Short task. Write out the material again word for word, dropping any images it holds.

Raw records
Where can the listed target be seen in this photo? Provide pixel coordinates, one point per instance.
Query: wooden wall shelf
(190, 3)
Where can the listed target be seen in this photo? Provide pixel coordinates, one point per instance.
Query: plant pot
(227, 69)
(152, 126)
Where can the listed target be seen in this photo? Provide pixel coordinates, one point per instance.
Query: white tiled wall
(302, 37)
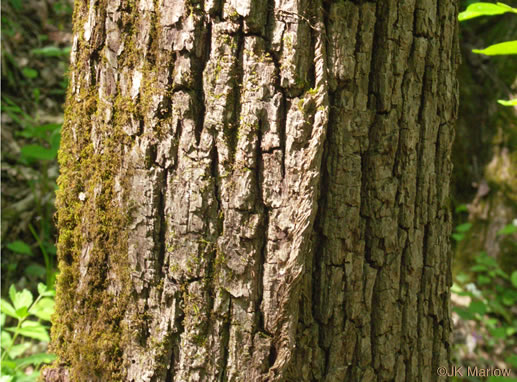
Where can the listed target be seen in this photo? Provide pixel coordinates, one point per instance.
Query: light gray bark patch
(265, 191)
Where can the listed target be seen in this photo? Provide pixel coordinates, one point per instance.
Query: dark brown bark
(257, 191)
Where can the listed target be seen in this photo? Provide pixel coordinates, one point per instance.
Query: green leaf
(32, 329)
(38, 152)
(464, 313)
(463, 227)
(510, 102)
(21, 299)
(30, 73)
(484, 9)
(18, 350)
(35, 359)
(508, 47)
(507, 229)
(7, 309)
(6, 339)
(477, 307)
(19, 246)
(514, 278)
(55, 138)
(22, 312)
(43, 309)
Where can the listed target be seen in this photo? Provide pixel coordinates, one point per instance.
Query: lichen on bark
(266, 191)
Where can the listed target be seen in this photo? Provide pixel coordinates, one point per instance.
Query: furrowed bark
(256, 191)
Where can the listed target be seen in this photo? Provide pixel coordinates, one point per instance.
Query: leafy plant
(493, 297)
(20, 363)
(503, 48)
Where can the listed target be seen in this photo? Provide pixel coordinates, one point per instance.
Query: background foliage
(36, 36)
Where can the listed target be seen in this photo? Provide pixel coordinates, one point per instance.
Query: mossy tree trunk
(256, 191)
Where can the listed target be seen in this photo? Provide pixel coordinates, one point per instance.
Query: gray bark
(256, 191)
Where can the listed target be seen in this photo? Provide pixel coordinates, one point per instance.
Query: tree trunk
(256, 191)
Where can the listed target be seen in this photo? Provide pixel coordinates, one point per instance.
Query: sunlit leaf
(508, 47)
(514, 278)
(511, 102)
(507, 230)
(18, 350)
(484, 9)
(6, 339)
(7, 309)
(32, 329)
(21, 299)
(19, 246)
(44, 291)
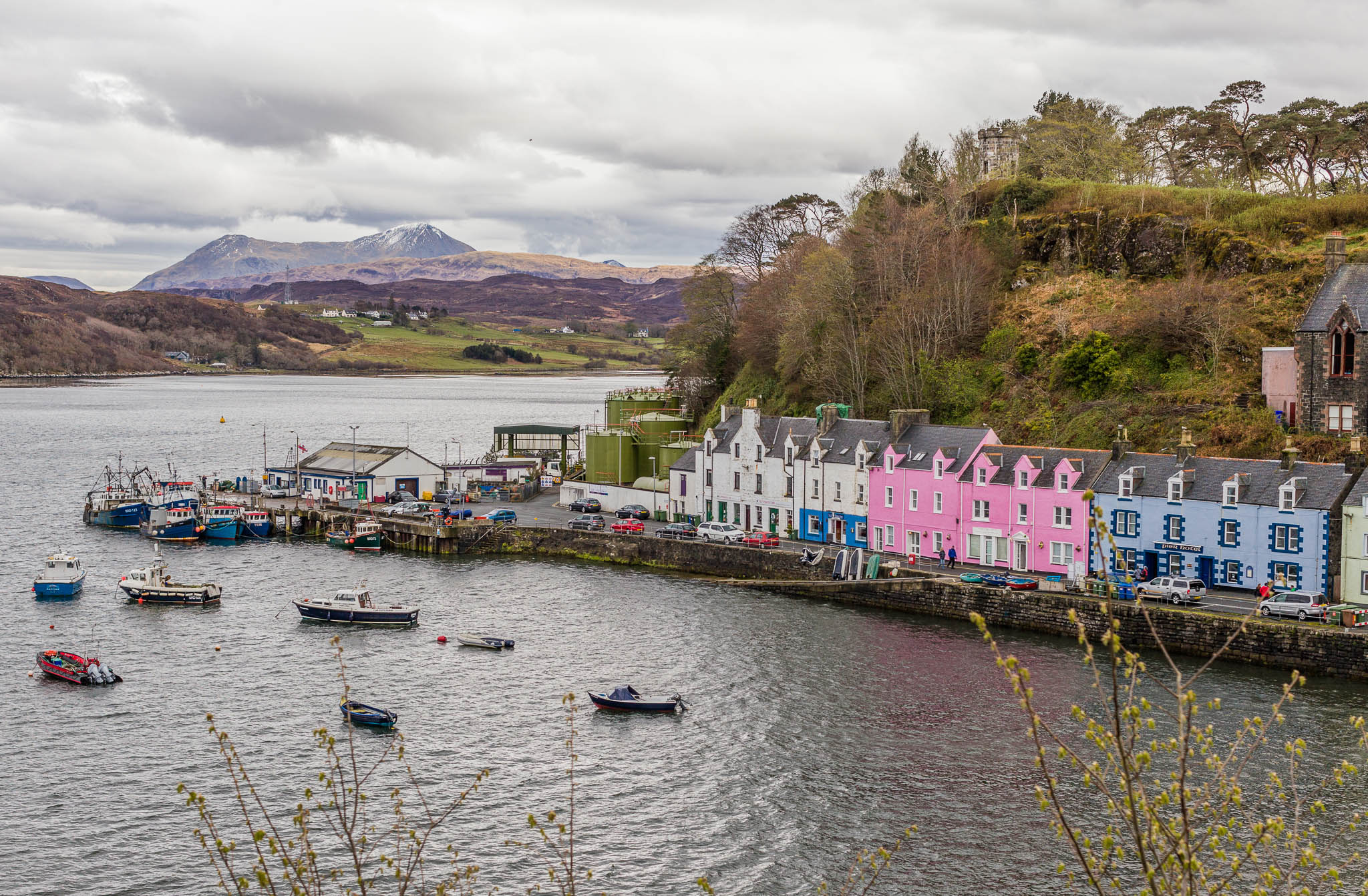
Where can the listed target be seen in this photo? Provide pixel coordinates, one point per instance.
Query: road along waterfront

Written solution.
Where can the listed target be seen in this photo? Provide pixel coordinates, one point per instance.
Query: wooden wall shelf
(190, 3)
Where can the listed target be seen in this photo? Provide pixel coordinates, one point per instance.
Query: plant pot
(227, 69)
(152, 126)
Where can the listed target be seen in this photo? Provide pixel coordinates, one point per instance.
Query: white tiled wall
(302, 37)
Where can the listed target be seen in this photo? Provide pixel coordinates, one point per instance.
Query: light gray bark patch
(265, 191)
Where can the listed target be seen in this photo? Provide pixel coordinates, one point per instance.
Query: dark brown bark
(257, 191)
Where can the listed target be seen in this photo? Provide pixel coordinates, one point per instance.
Query: green leaf
(32, 329)
(38, 152)
(464, 313)
(463, 227)
(510, 102)
(21, 299)
(30, 73)
(484, 9)
(18, 350)
(35, 359)
(508, 47)
(507, 229)
(7, 309)
(6, 339)
(477, 307)
(19, 246)
(514, 278)
(55, 138)
(22, 312)
(43, 309)
Where can the listed target be seen in this photo? Provide pixel coordinates, one point per instance.
Query: lichen on bark
(266, 191)
Where can the listed target be seen in this photo? Provide pixel coordinates, one point per instance.
Query: furrowed bark
(256, 191)
Where can the listed target be seen in this photo? Provide pixel coordinates, one point per instance.
Query: leafy plant
(493, 297)
(20, 363)
(503, 48)
Where can the listed target be seen in this photo? Provide pixel coordinates, one point per instance.
Query: background foliage
(36, 36)
Where can the listed target be seen in this photo? Provide pixel coordinates, one point per instance.
Query: mossy tree trunk
(256, 191)
Where can the listed target be seen in this photo? Provide pixel coordinates, one point per instance.
Query: gray bark
(256, 191)
Where can the listed target be seen in this photo? Provide pixel coordinates, one point per instance.
Query: tree trunk
(256, 191)
Where can the listed target be seen in this photo? Provide pixel coordinates, one point per instance.
Query: sunlit leaf
(508, 47)
(514, 278)
(511, 102)
(507, 230)
(18, 350)
(484, 9)
(6, 339)
(7, 309)
(32, 329)
(21, 299)
(19, 246)
(44, 291)
Where can the listed target be seen in this photo? Provide pixel coordinates, one point per instance.
Query: road along waterfront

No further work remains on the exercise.